(Data supplied)

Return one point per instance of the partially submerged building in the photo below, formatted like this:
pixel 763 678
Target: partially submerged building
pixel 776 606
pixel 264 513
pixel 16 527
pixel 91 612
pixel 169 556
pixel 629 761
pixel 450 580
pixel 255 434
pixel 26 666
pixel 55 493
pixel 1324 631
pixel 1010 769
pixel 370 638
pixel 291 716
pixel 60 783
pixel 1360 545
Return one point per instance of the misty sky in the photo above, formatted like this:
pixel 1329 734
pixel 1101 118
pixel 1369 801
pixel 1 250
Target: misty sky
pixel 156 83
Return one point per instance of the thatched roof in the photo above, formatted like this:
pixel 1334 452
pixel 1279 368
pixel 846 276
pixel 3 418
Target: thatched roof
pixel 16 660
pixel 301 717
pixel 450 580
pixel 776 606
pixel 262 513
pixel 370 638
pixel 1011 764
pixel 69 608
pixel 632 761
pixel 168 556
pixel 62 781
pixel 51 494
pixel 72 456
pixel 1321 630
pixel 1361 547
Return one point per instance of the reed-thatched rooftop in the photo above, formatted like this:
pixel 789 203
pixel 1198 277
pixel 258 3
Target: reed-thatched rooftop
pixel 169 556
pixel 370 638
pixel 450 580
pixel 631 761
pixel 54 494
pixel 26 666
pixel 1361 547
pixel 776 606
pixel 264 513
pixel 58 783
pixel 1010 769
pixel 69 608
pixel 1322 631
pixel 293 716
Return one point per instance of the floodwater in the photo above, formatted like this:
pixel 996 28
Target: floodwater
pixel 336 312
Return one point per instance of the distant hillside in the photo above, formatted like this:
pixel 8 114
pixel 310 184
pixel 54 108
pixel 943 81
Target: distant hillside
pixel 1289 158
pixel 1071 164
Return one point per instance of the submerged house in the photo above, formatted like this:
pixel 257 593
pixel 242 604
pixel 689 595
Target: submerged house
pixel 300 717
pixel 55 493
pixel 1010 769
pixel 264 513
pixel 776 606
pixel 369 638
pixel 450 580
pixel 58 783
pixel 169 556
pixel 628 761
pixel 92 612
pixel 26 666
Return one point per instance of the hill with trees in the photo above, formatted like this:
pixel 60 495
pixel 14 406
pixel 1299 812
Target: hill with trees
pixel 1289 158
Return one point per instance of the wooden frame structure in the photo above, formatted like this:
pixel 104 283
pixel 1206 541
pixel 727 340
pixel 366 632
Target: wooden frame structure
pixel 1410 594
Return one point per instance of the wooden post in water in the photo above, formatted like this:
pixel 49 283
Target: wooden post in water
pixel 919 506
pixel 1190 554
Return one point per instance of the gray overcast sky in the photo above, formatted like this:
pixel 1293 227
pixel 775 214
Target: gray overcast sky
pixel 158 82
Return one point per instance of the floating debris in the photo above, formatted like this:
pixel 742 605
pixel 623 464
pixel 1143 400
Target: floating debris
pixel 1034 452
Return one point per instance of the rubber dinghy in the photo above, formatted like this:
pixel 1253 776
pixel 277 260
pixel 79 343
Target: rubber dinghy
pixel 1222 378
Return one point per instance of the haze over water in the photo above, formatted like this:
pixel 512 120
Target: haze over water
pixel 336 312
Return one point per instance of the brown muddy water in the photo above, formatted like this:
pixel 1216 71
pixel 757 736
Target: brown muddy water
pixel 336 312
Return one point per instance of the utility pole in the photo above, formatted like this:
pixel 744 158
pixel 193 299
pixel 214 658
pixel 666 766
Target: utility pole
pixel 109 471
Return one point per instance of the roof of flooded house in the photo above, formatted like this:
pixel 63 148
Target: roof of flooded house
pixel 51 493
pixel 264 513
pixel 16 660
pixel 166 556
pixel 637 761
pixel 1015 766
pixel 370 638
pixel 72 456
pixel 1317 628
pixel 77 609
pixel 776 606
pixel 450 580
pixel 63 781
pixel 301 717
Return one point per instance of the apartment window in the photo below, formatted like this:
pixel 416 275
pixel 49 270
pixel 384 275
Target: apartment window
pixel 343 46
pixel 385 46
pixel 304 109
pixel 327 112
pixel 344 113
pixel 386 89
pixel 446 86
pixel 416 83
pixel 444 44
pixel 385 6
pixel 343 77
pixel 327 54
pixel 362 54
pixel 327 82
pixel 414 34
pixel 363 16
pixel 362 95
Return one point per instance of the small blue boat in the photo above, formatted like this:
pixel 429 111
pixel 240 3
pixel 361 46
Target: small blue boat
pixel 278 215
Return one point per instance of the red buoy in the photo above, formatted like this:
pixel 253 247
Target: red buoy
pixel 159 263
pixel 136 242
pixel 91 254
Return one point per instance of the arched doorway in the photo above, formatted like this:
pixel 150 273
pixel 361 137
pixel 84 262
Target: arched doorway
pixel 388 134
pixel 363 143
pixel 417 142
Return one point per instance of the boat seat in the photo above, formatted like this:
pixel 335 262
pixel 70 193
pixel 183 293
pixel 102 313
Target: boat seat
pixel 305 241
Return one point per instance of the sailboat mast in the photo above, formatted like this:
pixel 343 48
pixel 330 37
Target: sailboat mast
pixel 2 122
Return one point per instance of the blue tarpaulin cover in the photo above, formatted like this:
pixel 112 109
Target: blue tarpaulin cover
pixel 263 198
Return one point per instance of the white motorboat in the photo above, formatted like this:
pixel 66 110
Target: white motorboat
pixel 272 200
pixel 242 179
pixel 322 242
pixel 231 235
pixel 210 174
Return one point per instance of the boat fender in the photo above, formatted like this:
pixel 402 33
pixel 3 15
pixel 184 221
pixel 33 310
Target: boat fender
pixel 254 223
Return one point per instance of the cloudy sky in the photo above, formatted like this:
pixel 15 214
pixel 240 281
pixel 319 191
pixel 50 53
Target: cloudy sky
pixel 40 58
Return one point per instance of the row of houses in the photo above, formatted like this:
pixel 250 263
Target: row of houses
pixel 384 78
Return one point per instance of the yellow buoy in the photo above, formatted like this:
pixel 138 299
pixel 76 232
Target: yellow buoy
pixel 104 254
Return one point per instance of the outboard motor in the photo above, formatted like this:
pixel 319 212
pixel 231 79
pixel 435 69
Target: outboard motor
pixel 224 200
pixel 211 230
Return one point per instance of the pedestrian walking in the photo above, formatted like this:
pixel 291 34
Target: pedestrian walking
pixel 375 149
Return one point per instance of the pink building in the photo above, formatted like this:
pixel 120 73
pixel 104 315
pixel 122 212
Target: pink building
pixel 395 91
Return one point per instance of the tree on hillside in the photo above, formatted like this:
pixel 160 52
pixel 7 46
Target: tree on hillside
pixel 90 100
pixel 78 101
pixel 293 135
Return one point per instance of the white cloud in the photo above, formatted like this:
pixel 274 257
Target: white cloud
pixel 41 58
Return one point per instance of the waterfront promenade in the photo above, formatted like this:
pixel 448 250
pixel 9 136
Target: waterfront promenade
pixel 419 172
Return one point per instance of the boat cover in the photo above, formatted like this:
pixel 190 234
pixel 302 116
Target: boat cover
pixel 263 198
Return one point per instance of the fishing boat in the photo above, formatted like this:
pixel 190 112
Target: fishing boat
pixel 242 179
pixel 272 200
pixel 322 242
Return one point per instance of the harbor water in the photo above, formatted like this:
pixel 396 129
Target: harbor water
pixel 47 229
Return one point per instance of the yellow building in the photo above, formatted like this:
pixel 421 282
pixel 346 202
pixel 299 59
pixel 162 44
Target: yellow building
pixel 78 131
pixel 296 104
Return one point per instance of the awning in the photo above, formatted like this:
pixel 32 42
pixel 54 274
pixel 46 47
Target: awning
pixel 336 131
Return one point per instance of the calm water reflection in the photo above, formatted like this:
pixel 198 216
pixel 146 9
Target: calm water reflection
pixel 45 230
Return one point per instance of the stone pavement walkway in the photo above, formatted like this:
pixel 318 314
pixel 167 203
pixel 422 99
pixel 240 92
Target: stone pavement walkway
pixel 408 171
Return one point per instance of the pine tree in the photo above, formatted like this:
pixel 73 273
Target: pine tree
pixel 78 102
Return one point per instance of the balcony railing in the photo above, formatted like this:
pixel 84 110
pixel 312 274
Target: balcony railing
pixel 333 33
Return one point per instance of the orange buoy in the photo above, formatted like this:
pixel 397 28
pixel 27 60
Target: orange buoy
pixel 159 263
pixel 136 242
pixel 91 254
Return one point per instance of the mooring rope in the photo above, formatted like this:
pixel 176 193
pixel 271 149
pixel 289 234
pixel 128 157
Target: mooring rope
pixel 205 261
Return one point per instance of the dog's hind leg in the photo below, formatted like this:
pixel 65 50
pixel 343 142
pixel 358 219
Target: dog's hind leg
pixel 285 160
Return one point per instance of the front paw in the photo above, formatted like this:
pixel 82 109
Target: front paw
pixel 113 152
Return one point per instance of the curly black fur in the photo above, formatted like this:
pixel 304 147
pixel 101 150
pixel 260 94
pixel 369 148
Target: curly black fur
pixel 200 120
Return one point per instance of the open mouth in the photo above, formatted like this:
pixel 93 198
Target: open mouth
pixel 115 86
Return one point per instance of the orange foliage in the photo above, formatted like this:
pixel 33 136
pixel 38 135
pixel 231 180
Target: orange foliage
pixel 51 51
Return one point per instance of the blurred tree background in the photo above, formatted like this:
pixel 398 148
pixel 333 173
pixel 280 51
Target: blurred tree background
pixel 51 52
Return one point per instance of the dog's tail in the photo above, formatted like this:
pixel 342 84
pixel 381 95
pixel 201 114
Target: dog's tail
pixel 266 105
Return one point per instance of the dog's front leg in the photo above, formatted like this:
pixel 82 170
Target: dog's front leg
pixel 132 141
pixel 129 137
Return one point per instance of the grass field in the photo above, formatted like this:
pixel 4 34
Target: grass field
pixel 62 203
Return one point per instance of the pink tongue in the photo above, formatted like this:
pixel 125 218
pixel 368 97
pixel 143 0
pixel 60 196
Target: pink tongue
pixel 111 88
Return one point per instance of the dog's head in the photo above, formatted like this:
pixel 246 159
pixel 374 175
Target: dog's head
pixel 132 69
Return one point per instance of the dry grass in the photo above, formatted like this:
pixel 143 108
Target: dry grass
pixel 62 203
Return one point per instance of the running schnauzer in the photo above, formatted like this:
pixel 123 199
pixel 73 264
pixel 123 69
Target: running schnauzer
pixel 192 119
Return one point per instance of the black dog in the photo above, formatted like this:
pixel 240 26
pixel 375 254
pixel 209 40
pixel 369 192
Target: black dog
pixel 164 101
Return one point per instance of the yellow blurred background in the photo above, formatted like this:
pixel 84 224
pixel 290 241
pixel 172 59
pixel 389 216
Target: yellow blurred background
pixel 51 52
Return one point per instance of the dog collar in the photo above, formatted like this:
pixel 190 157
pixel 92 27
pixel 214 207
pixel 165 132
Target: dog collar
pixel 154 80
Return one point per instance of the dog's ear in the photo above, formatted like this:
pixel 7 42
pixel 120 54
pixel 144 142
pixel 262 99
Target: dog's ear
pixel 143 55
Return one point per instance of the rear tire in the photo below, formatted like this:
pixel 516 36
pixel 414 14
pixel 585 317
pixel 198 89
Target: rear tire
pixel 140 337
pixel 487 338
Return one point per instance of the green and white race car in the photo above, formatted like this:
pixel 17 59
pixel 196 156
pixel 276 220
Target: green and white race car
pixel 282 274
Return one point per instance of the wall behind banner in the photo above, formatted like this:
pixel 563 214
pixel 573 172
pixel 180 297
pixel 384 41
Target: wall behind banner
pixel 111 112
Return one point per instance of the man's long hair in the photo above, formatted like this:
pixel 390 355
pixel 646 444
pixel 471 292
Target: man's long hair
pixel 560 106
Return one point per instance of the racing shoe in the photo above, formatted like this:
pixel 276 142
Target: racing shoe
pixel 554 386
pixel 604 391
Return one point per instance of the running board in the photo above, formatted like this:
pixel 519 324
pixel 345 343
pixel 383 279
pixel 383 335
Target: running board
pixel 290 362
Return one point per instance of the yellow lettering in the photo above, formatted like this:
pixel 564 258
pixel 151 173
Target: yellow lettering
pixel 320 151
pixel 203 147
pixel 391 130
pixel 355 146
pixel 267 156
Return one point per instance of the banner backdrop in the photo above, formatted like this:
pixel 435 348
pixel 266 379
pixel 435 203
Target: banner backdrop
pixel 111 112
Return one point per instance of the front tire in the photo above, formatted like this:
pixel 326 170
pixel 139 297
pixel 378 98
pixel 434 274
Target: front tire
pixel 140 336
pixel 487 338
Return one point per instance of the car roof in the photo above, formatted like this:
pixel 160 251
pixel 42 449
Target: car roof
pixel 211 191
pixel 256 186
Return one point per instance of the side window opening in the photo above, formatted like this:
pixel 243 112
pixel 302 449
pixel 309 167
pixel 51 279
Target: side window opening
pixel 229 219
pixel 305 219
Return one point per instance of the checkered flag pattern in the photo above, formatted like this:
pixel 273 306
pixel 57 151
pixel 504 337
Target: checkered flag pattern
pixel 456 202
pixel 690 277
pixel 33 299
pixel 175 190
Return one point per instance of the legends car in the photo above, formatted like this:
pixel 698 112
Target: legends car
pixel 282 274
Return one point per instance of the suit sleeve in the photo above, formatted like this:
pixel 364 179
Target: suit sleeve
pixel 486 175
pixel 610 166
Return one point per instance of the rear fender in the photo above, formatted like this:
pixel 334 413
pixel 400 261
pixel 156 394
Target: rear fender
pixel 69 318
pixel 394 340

(End Data supplied)

Search the listing above for the lines with "Target: running schnauzer" and "Return one point per instance of the yellow lettering", then output those lines and all lines between them exactly.

Task result
Target: running schnauzer
pixel 192 119
Return one point per instance of the black dog in the photo above, formatted like this:
pixel 240 26
pixel 375 254
pixel 209 40
pixel 369 192
Target: black dog
pixel 164 101
Return one point per instance of the yellow blurred background in the photo above, formatted like this:
pixel 84 224
pixel 290 241
pixel 172 59
pixel 389 216
Target: yellow blurred background
pixel 51 52
Return one point per instance of the dog collar in the photo above, formatted like this:
pixel 190 157
pixel 92 27
pixel 214 207
pixel 165 132
Target: dog collar
pixel 154 80
Return one point per instance of the dog's ear in the photo above, formatted like this:
pixel 7 42
pixel 120 54
pixel 144 142
pixel 262 99
Target: dog's ear
pixel 143 55
Return one point per instance of the rear tire in the photo below, formatted like this:
pixel 516 36
pixel 414 14
pixel 585 317
pixel 198 89
Target: rear tire
pixel 140 337
pixel 487 338
Return one point per instance of the green and white race car in the photo above, formatted like this:
pixel 17 59
pixel 196 156
pixel 276 220
Target: green and white race car
pixel 282 274
Return one point per instance of the wall behind banner in the photo above, formatted like this:
pixel 563 214
pixel 573 172
pixel 180 297
pixel 384 41
Target: wall behind banner
pixel 111 112
Return one point per instance of the man's long hair in the photo above, formatted like this:
pixel 390 355
pixel 646 444
pixel 471 292
Target: man's long hair
pixel 560 106
Return one point per instance of the racing shoe in the photo above, formatted like this:
pixel 276 142
Target: racing shoe
pixel 554 386
pixel 604 391
Return one point per instance of the running board in the photo above, formatted like this:
pixel 519 324
pixel 345 343
pixel 383 279
pixel 383 335
Target: running board
pixel 290 362
Return one point per instance of the yellow lettering in the photo above, formatted like this:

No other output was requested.